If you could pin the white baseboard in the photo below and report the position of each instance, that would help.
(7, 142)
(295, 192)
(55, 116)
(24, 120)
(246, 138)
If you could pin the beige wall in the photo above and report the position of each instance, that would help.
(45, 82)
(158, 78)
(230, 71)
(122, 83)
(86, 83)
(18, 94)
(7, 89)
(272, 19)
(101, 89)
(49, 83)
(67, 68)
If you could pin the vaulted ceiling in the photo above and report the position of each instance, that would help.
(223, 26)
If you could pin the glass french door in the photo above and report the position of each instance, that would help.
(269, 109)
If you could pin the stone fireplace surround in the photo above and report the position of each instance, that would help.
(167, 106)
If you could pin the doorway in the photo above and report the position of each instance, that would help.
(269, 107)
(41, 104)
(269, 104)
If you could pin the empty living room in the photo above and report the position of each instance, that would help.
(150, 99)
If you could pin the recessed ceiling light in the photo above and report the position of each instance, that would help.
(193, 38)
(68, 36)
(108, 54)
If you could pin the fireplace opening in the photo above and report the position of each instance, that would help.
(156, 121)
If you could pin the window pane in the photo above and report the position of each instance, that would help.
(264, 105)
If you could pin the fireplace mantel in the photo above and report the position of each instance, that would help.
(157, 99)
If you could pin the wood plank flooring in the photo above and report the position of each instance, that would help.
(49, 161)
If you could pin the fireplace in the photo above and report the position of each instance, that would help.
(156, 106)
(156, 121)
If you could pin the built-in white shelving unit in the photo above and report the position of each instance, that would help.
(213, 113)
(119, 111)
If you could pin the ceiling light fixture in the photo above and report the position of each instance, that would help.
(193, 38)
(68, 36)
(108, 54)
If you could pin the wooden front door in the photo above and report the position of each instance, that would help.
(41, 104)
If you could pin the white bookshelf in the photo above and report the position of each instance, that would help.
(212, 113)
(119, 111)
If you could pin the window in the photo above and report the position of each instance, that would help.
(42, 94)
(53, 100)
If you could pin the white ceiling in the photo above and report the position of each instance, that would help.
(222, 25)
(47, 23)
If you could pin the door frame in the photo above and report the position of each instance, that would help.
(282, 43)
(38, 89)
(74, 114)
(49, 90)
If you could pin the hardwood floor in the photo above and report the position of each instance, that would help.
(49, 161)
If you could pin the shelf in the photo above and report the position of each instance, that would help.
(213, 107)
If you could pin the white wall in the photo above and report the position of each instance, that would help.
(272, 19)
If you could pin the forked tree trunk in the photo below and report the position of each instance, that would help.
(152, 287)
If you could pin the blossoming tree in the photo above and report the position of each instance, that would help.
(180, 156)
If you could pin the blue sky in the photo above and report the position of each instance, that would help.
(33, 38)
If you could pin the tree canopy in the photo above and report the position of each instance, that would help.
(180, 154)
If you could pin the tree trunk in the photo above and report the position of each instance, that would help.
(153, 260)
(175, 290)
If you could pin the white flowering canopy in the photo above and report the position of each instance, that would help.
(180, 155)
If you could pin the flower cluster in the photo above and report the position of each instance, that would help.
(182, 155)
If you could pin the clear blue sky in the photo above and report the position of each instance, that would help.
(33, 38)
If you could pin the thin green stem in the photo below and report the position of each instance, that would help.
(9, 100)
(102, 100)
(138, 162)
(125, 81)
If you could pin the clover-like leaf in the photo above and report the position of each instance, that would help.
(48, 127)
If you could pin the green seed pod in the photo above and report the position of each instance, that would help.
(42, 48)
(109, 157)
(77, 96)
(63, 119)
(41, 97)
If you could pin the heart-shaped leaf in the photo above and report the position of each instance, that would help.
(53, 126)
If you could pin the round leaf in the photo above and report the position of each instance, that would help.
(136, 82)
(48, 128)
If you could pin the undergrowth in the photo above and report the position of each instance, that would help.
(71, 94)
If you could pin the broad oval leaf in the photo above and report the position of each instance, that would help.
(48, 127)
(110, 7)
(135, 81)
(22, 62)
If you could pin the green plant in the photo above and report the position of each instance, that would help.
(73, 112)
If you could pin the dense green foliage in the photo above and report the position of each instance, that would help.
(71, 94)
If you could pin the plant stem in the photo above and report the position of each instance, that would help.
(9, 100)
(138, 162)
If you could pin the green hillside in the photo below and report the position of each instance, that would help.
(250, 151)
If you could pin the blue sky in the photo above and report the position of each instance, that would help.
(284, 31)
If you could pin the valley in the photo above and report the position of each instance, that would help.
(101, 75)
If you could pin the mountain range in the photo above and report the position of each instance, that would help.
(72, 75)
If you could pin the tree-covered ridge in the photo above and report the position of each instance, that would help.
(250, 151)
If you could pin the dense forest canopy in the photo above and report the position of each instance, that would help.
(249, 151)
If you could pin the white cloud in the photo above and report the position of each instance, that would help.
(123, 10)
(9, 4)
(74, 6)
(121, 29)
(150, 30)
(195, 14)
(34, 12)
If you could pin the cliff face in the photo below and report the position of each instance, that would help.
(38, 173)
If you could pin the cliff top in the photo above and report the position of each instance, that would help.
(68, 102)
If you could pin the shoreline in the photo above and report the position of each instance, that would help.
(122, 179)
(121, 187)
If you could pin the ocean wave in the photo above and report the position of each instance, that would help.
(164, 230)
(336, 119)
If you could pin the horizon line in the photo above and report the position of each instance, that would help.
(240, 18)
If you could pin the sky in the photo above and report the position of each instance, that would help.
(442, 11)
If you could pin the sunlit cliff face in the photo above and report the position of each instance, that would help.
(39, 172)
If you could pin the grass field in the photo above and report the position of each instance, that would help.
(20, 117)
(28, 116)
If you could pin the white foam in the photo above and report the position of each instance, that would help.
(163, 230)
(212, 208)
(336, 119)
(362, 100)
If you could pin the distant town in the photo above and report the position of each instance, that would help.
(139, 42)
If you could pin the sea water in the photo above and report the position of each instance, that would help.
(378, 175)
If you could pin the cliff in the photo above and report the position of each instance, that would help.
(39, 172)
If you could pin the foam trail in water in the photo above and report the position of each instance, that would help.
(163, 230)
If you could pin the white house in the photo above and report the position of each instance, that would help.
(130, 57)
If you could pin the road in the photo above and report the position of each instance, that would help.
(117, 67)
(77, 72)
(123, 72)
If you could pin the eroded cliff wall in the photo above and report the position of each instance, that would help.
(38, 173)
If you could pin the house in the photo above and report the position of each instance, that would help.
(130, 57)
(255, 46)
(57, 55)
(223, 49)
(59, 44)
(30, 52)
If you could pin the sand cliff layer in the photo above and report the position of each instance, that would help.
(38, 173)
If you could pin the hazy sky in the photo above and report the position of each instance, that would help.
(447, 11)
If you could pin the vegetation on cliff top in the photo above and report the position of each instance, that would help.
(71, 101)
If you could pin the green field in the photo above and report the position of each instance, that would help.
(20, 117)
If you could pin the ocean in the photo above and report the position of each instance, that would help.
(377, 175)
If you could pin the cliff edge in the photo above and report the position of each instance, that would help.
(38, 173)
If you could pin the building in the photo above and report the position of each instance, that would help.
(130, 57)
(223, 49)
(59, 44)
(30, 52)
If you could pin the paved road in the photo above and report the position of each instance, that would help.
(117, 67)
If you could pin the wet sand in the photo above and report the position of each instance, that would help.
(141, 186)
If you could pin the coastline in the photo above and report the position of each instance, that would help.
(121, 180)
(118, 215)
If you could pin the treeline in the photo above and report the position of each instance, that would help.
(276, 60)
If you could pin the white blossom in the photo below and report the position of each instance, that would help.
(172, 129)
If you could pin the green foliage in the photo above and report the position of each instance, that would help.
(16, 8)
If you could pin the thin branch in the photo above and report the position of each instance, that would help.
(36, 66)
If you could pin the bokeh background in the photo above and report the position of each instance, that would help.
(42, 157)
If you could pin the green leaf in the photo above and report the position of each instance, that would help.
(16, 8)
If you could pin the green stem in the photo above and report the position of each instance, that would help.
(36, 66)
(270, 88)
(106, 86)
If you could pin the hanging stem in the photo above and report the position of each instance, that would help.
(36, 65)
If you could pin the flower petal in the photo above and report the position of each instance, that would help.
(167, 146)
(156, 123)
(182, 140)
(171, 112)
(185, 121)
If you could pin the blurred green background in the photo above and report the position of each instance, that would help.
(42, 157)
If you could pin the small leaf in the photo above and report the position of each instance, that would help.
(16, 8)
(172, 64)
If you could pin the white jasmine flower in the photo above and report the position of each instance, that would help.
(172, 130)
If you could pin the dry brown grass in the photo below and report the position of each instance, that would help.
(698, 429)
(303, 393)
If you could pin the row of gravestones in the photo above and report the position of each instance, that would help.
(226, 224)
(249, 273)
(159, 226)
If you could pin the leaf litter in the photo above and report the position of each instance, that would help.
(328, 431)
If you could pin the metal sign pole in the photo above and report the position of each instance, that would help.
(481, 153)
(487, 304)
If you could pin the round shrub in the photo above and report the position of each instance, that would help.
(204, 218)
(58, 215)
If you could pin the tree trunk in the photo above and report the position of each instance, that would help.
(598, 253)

□ □ □

From the line that contains "If you could pin the row" down to the last line of the listing above, repeat each line exactly, and include nothing else.

» **COMPLETED EXERCISE**
If you could pin the row of gravestones in the photo above and report the position of each instance, that would help.
(226, 224)
(249, 273)
(159, 226)
If you could pin the leaf litter in the photo above and report the position of each instance, that would help.
(328, 431)
If you could pin the metal sign pole in the photo above and report the position of each instance, that would help.
(481, 153)
(487, 304)
If you could pin the round shrub in the photo above and report the position of each instance, that would help.
(204, 218)
(58, 215)
If you could pin the tree trunk in the photo above and report the position of each instance, that would help.
(598, 253)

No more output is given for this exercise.